# [Text excerpt]
Neoliberal parties, the corporate media, a conservative judiciary, oil lobbyists, the white elite and right-wing groups, with generous help from outside, have ganged up to derail the country’s government. And it’s all being made to look like a popular uprising against a corrupt regime.
By Shobhan Saxena and cross-posted from The Wire
Sao Paulo: In November 2009, The Economist put Brazil on its cover. Brazil Takes Off, read the headline, emblazoned on a photo of Rio’s iconic statue of Christ the Redeemer rising above blue waters like an inter-stellar rocket. Predicting that “Brazil is likely to become the world’s fifth-largest economy, overtaking Britain and France,” the magazine said that South America’s largest economy should “pick up more speed over the next few years as big new deep-sea oilfields come on stream, and as Asian countries still hunger for food and minerals from Brazil’s vast and bountiful land.”
In 2009, even as the world was reeling from a catastrophic financial crisis, The Economist saw Brazil as the great hope of global capitalism.
Back then, the British magazine was not the only one in love with Brazil. Under Lula da Silva’s leadership, the country was witnessing unprecedented prosperity and social change. Lula’s personal rise from shoe-shine boy and motor mechanic to the presidency of the biggest Latin American country was the stuff of legends. He was the subject of several books and a Brazilian box-office hit. At the G-20 summit in London in April 2009, US president Barrack Obama called him the “most popular politician on earth.” And with two of the biggest sporting spectacles – the FIFA World Cup (2014) and the Olympics (2016) – scheduled to happen in the country, Brazil, perennially branded the “country of the future,” finally appeared to be arriving on the global stage.

# [Extracted records]

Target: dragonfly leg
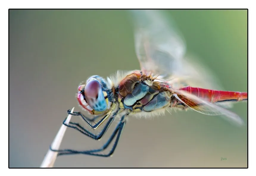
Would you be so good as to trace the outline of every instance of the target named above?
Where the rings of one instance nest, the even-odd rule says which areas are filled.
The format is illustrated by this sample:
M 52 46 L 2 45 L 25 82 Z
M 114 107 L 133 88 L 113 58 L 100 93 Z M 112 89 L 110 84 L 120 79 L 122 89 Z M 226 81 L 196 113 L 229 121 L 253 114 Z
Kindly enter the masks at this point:
M 117 145 L 120 136 L 121 135 L 123 130 L 124 129 L 124 127 L 126 123 L 126 120 L 124 120 L 124 118 L 125 116 L 127 115 L 125 114 L 122 116 L 120 122 L 117 125 L 116 127 L 115 128 L 114 131 L 113 131 L 110 137 L 103 146 L 99 149 L 84 151 L 78 151 L 69 149 L 56 150 L 53 150 L 51 148 L 51 150 L 53 151 L 58 152 L 58 156 L 75 154 L 84 154 L 85 155 L 89 155 L 105 157 L 110 156 L 114 153 Z M 104 151 L 107 148 L 109 145 L 110 143 L 113 141 L 113 139 L 115 138 L 116 136 L 116 137 L 113 147 L 108 153 L 107 154 L 101 154 L 98 153 L 99 152 Z
M 63 124 L 68 127 L 74 128 L 83 134 L 86 135 L 86 136 L 87 136 L 91 138 L 96 140 L 99 140 L 101 138 L 103 135 L 107 131 L 107 129 L 108 128 L 108 127 L 109 127 L 110 125 L 111 125 L 111 123 L 114 120 L 115 117 L 119 109 L 118 109 L 114 113 L 113 113 L 108 121 L 104 127 L 103 127 L 102 130 L 99 134 L 97 135 L 96 135 L 95 134 L 90 132 L 88 130 L 86 130 L 85 128 L 82 126 L 81 125 L 78 123 L 70 122 L 69 123 L 68 125 L 66 124 L 65 123 L 66 119 L 65 119 L 64 121 L 63 121 Z M 69 113 L 68 111 L 68 113 Z M 75 115 L 79 116 L 82 116 L 82 115 L 81 114 L 82 114 L 80 113 L 79 113 L 78 114 L 77 114 L 76 113 L 70 113 L 70 111 L 69 113 L 69 114 L 72 114 L 72 115 Z M 84 116 L 84 115 L 83 115 L 83 115 L 84 116 L 84 118 L 86 118 L 86 117 L 85 117 L 85 116 Z

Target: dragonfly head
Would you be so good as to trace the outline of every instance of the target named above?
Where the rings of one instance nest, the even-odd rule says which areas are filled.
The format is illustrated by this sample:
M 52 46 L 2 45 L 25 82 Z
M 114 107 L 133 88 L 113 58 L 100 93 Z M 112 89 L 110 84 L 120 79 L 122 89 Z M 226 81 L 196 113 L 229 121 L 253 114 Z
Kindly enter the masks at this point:
M 113 94 L 102 77 L 91 76 L 85 84 L 79 86 L 78 89 L 77 98 L 84 110 L 92 114 L 104 114 L 110 108 L 110 96 Z

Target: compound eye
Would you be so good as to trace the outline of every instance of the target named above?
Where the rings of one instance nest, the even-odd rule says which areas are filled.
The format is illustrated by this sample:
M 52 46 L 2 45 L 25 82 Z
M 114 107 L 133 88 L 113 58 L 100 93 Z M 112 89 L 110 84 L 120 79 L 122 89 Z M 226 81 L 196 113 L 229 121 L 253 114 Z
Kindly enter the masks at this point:
M 99 82 L 95 78 L 89 80 L 85 87 L 85 96 L 88 105 L 97 111 L 104 111 L 107 105 Z

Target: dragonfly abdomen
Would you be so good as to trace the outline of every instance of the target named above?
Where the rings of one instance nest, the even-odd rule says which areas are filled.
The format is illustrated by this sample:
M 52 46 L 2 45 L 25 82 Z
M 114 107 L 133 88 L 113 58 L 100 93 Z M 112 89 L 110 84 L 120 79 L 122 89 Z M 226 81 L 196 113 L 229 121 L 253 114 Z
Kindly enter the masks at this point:
M 245 92 L 215 90 L 199 87 L 187 86 L 181 89 L 209 102 L 216 103 L 227 101 L 246 100 L 247 93 Z

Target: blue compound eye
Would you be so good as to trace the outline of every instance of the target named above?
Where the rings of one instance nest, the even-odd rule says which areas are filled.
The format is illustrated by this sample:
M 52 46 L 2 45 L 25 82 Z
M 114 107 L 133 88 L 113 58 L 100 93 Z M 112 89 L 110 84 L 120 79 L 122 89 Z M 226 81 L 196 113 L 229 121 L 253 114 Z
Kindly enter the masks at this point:
M 102 86 L 99 82 L 91 78 L 86 83 L 85 87 L 85 96 L 88 105 L 97 111 L 104 111 L 107 107 Z

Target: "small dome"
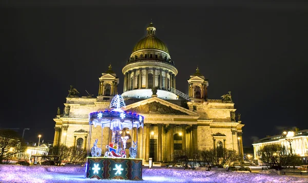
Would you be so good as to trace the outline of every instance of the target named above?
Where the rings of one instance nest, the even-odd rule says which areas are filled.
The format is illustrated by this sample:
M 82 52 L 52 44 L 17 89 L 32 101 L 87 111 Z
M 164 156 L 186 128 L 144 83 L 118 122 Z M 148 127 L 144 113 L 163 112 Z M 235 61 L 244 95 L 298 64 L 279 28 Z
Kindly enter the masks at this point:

# [Aim 1]
Edit the Brazil article from "Neoliberal parties, the" up to and including "a corrupt regime.", swapping "corporate media" for "mainstream press".
# [Aim 2]
Resume the Brazil article, continuing on from its final sentence.
The records have no connection to the Brazil article.

# [Exercise answer 1]
Neoliberal parties, the mainstream press, a conservative judiciary, oil lobbyists, the white elite and right-wing groups, with generous help from outside, have ganged up to derail the country’s government. And it’s all being made to look like a popular uprising against a corrupt regime.

# [Exercise answer 2]
Seven years later, Brazil is looking like a completely different country. Lula, who retired in 2010 with an 80% approval rating, was detained this month for questioning in a multi-billion dollar corruption scandal that has seen some of his Workers Party (PT) comrades go to jail. His successor, President Dilma Rousseff is facing impeachment in the Congress. The country’s economy shrank by 3.5% last year, and this year won’t be any better. Inflation is in double digits and hundreds of thousands are facing unemployment. Millions of people have taken to the streets – both in support of and opposition to the government. No one cares two hoots about the Rio Olympics, which are less than five months away. And the corporate media – global and local – has already written off Lula, Rousseff and Brazil.
The Brazil story began to lose some of its shine in 2013, especially in the eyes of international business media. In September 2013, The Economist put Brazil on its cover once again. The report was scathing and blasted Rousseff, who had been running the country for three years by then and was facing an election the next year, for doing “too little to reform its government in the boom years.” It took Brazil to task for “too many taxes,” “too much public expenditure” and paying pensions that were too “generous.”
That had not been a good year for Brazil. The economy was faltering and hundreds of thousands of people had come out on the streets just ahead of the FIFA Confederations Cup to protest against corruption and demand better public services. The economy appeared to have stalled entirely.
So what went wrong between 2009 and 2013? How did Rousseff, declared the most powerful woman in the world in 2010 by Forbes, suddenly become weak and incompetent? How did the Brazil story turn from one of hope to that of despair in such a short time?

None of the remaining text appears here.